**** EXTRACTED RECORDS ****

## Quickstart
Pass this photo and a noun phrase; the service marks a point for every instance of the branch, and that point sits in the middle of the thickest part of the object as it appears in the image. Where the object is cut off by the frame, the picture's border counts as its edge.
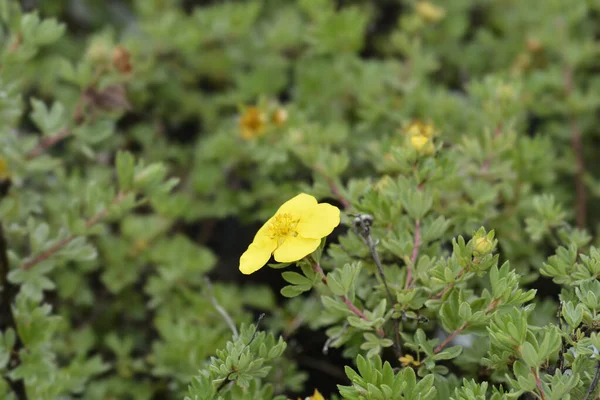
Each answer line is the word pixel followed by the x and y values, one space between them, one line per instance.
pixel 7 320
pixel 345 298
pixel 451 285
pixel 415 254
pixel 488 161
pixel 362 225
pixel 44 255
pixel 220 309
pixel 334 189
pixel 48 142
pixel 538 383
pixel 576 144
pixel 464 326
pixel 594 384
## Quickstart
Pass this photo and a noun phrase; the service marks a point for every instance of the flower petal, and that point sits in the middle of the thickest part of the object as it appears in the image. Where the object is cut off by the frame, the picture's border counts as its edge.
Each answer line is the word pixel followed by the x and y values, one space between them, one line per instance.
pixel 298 205
pixel 257 255
pixel 319 222
pixel 295 248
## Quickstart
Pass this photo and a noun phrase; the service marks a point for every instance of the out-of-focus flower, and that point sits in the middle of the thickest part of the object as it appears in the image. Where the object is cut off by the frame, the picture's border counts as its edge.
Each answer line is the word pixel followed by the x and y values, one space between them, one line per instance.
pixel 279 116
pixel 409 360
pixel 430 12
pixel 316 396
pixel 252 123
pixel 4 174
pixel 292 233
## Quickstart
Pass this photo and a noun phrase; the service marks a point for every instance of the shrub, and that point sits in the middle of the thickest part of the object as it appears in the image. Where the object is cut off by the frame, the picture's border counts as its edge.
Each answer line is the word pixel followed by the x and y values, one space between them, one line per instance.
pixel 145 143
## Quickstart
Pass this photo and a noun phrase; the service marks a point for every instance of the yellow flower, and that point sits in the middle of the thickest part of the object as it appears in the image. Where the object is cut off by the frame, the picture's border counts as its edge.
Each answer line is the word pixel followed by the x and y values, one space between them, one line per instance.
pixel 252 123
pixel 279 116
pixel 3 169
pixel 418 128
pixel 292 233
pixel 316 396
pixel 409 360
pixel 422 145
pixel 382 183
pixel 429 12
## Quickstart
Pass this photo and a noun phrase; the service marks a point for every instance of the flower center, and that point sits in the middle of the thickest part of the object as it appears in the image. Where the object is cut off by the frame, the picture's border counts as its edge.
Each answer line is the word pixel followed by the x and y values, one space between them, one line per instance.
pixel 282 226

****

Print the rows above exactly, from the first one through the line that contains "pixel 295 248", with both ends included. Leave the pictures out.

- SOLUTION TO THE EXERCISE:
## Quickstart
Pass this photo and a noun phrase; the service marks a point for every instance of the branch, and that point sits in the middle of the thickest part of the object as it appears in the image. Where the object is cut off by the frame, the picture's border counts as its edge.
Each answer line is the word pixel followed by the x and y values, one space between them, one line per instance.
pixel 7 320
pixel 345 298
pixel 451 285
pixel 415 254
pixel 488 161
pixel 362 225
pixel 44 255
pixel 220 309
pixel 334 189
pixel 48 142
pixel 538 383
pixel 576 144
pixel 464 326
pixel 594 384
## Quickstart
Pass this photo and a noun phrase; the service marks a point for every instance of the flower petal, and that point sits in the middle of the thickest part of the object as it appears in the image. Where the object is cut off by the frame, the picture's border counts as its edge.
Each answer line is the word pixel followed by the x and y values, one space between them, one line per instance.
pixel 298 205
pixel 257 255
pixel 319 222
pixel 295 248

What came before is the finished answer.